INSTRUCTION: Tally the lines of the records below that contain the string "bottom", and report only the resulting count.

DATA FOR THIS TASK:

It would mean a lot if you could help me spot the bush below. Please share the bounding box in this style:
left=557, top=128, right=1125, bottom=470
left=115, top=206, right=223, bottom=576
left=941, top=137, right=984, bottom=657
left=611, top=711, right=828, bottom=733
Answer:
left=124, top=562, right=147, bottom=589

TASK RESPONSE: 5